▸ Task to complete
For each line of the data below that includes the string "dark", count one, and answer with the sum only.

▸ Records from a data collection
§

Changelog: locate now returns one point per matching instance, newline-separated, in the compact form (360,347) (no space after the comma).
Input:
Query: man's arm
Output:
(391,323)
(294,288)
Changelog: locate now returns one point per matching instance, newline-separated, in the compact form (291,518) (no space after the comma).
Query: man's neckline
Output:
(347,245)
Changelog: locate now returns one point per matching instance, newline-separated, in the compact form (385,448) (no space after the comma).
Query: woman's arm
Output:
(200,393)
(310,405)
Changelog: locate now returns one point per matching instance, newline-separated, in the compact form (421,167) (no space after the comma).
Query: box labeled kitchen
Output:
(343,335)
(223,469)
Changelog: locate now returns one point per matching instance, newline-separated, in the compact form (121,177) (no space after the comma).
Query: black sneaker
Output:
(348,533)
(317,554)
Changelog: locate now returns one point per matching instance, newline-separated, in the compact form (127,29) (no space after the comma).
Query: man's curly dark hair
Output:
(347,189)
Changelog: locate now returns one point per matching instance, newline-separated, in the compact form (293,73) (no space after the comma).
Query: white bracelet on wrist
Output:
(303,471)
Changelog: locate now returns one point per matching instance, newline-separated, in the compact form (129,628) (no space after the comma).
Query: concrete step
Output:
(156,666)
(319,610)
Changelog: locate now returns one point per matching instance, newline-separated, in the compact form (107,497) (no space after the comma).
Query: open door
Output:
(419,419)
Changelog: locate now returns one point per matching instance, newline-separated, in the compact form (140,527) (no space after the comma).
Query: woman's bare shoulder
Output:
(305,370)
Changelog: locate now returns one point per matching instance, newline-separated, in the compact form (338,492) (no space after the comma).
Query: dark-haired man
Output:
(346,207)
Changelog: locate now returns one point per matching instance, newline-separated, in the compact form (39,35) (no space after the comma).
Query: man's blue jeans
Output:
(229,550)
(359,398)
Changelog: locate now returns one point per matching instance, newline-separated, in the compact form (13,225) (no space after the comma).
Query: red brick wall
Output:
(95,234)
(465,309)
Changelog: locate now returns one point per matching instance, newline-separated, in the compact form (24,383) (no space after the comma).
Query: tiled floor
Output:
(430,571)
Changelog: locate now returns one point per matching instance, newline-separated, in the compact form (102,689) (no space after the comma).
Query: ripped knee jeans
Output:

§

▸ Exercise response
2